--- Stored rows ---

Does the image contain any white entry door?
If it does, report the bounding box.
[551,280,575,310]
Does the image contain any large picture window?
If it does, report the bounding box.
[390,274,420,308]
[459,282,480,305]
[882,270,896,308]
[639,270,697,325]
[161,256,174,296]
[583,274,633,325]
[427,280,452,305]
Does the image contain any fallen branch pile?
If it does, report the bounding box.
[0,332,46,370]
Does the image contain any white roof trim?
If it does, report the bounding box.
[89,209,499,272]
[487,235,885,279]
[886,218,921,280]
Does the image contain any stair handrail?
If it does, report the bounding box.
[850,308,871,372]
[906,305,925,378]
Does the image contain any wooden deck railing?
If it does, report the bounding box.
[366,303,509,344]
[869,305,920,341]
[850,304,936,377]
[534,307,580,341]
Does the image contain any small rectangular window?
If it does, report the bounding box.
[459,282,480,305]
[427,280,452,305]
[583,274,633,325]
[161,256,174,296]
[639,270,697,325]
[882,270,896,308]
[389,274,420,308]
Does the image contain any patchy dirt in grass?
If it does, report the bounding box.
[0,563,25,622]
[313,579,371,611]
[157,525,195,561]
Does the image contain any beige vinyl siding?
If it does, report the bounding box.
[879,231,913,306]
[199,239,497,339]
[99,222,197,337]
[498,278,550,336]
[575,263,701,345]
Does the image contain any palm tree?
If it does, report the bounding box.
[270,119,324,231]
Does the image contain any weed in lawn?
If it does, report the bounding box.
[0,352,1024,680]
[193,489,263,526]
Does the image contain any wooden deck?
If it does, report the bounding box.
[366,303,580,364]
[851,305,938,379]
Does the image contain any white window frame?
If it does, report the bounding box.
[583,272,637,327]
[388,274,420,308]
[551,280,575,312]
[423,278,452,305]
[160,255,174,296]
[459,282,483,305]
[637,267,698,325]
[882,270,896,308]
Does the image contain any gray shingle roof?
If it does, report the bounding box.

---

▸ Work required:
Can you copy out word for word every line from the one with "Does the image contain any fallen" through the one with "[534,307,580,341]", including both of those lines?

▸ Written solution:
Does the image contain any fallen branch pile?
If it does, report the bounding box.
[0,332,46,370]
Does the image contain any white roof trim?
If it does, report the bounding box.
[89,209,499,272]
[487,235,885,279]
[886,218,921,280]
Does the image contain any stair handrail?
If it does, report the bounding box.
[850,308,871,372]
[906,305,925,378]
Does the image contain any wooden deck railing?
If it does, report the bounding box.
[366,303,509,344]
[869,305,920,341]
[850,304,936,377]
[534,307,580,341]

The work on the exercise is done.